BEGIN Dataset records

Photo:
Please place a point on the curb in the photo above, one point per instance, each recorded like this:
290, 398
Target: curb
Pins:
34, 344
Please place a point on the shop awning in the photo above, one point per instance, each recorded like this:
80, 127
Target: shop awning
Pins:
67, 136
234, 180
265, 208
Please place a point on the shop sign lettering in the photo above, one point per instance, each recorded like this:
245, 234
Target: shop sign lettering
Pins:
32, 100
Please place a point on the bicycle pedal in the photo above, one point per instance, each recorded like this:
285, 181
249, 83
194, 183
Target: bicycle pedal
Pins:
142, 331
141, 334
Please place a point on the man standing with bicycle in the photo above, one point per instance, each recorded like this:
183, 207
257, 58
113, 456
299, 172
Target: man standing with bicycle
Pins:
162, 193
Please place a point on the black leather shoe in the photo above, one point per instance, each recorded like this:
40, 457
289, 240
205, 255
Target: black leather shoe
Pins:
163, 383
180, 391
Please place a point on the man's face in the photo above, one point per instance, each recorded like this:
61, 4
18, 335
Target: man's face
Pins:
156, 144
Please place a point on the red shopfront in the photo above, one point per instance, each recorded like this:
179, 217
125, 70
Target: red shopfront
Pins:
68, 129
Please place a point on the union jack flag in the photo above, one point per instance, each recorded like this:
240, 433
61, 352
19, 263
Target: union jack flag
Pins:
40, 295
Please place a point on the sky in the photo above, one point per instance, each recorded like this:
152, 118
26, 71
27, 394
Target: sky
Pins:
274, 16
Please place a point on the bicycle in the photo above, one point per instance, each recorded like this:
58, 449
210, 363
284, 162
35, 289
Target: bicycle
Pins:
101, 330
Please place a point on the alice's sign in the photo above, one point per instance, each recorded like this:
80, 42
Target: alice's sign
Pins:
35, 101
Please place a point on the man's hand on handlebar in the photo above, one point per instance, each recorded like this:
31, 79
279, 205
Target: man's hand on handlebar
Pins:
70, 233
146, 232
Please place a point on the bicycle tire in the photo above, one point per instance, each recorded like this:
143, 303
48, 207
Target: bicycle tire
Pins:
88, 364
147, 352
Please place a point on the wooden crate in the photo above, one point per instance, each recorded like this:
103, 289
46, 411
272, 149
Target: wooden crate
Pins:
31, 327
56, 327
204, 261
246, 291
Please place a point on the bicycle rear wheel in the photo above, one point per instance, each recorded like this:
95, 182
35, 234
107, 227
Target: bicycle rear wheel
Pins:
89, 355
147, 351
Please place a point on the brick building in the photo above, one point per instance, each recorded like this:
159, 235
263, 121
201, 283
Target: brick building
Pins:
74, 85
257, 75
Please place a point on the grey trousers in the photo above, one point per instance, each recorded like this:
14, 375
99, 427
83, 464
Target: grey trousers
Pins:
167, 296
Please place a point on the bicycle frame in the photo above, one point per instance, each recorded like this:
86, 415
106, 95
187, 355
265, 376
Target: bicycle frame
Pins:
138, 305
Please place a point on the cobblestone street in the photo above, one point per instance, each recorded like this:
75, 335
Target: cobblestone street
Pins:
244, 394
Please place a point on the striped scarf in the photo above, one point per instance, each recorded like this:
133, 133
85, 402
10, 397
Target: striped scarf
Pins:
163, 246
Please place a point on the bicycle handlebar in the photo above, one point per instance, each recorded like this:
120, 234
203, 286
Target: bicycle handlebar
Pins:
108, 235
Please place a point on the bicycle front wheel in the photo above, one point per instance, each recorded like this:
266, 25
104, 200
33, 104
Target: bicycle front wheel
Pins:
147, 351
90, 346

END Dataset records

(Brief) Extract the listing in its entirety, matching it exactly.

(Task response)
Photo:
Please place a point on the curb in the photo above, one point per instance, each recorded like this:
290, 398
Target: curb
Pins:
34, 344
Please place a point on the shop awning in the photo above, one point per instance, each recorded like this:
80, 127
Target: shop awning
Pins:
67, 136
234, 180
265, 208
Please place a point on the shop sign lettering in the photo above, one point per instance, each recorded like this:
245, 234
Target: shop sign lettering
Pins:
32, 100
Please place a point on the bicycle pedal in the photo above, one point per instance, each recorded like this:
285, 181
249, 83
194, 183
Target: bicycle pedal
Pins:
142, 331
141, 334
Please place a point on the man standing with bicycle in the photo above, one point per instance, each recorded like this:
183, 207
257, 58
113, 456
299, 172
Target: man standing with bicycle
Pins:
162, 193
Please place a point on the black leather shoe in the photo above, one point per instance, each recorded like this:
40, 457
289, 240
205, 255
Target: black leather shoe
Pins:
163, 383
180, 391
Please place a point on the man's face in the photo above, one point per instance, each recorded like this:
61, 4
18, 335
Target: man's face
Pins:
156, 144
Please place a point on the red shopfront in the photo above, one point per instance, each recorded like this:
179, 217
125, 70
Target: red shopfront
Pins:
68, 129
Please place a point on the union jack flag in the photo above, one point per instance, each recorded like this:
240, 433
61, 352
19, 263
Target: union jack flag
Pins:
40, 295
Please place a point on the sky in the photo above, one point per instance, each recorded like this:
152, 118
26, 71
27, 394
Target: sky
Pins:
274, 16
Please place a point on the bicycle in the photo above, one point per instance, each recorded like this:
58, 449
210, 363
284, 162
35, 289
Target: bicycle
Pins:
101, 330
Please place a point on the alice's sign in the photo above, one point per instance, each recorded like this:
80, 42
Target: alice's sign
Pins:
35, 101
Please place a point on the man's hand on handlebar in the photo above, one point per instance, each recorded like this:
31, 79
279, 205
Target: man's hand on handlebar
Pins:
70, 233
146, 232
Please place a point on the bicycle tire in the photo above, one point per instance, each recorded like this:
143, 303
48, 207
Target: bicycle tire
Pins:
88, 364
147, 352
Please place a point on the wooden crate in the photo above, one point per instance, each recorded like this:
103, 289
46, 411
272, 149
Target: wooden crate
Pins:
31, 327
56, 327
204, 261
246, 291
Please place a point on the bicycle rear wheel in the photo above, one point per instance, each recorded like this:
95, 182
35, 234
107, 227
Target: bicycle rear wheel
Pins:
89, 355
147, 351
Please place a point on the brick building in the photo above, one point per instance, each recorded like this:
159, 235
263, 121
201, 283
Target: brick building
Pins:
74, 85
257, 75
Please place a point on the grey trousers in the photo above, one point per instance, each recorded like this:
14, 375
99, 427
83, 464
Target: grey trousers
Pins:
167, 296
Please place a point on the bicycle frame in the photo above, one point per instance, each recorded like this:
86, 415
106, 95
187, 355
265, 376
Target: bicycle frame
Pins:
138, 305
Please place a point on the cobblestone street in the photo above, one point per instance, each recorded like this:
75, 335
Target: cobblestone street
Pins:
244, 394
Please place a point on the striped scarf in the photo above, one point per instance, each recorded like this:
133, 133
85, 402
10, 397
Target: striped scarf
Pins:
163, 246
Please place a point on the bicycle handlebar in the photo above, one point per instance, each recorded like this:
120, 234
203, 286
Target: bicycle handlebar
Pins:
108, 235
Please place a point on the bicycle front wheel in the photo above, one point per instance, each recorded like this:
266, 25
104, 200
33, 104
Target: bicycle front wheel
Pins:
147, 351
90, 346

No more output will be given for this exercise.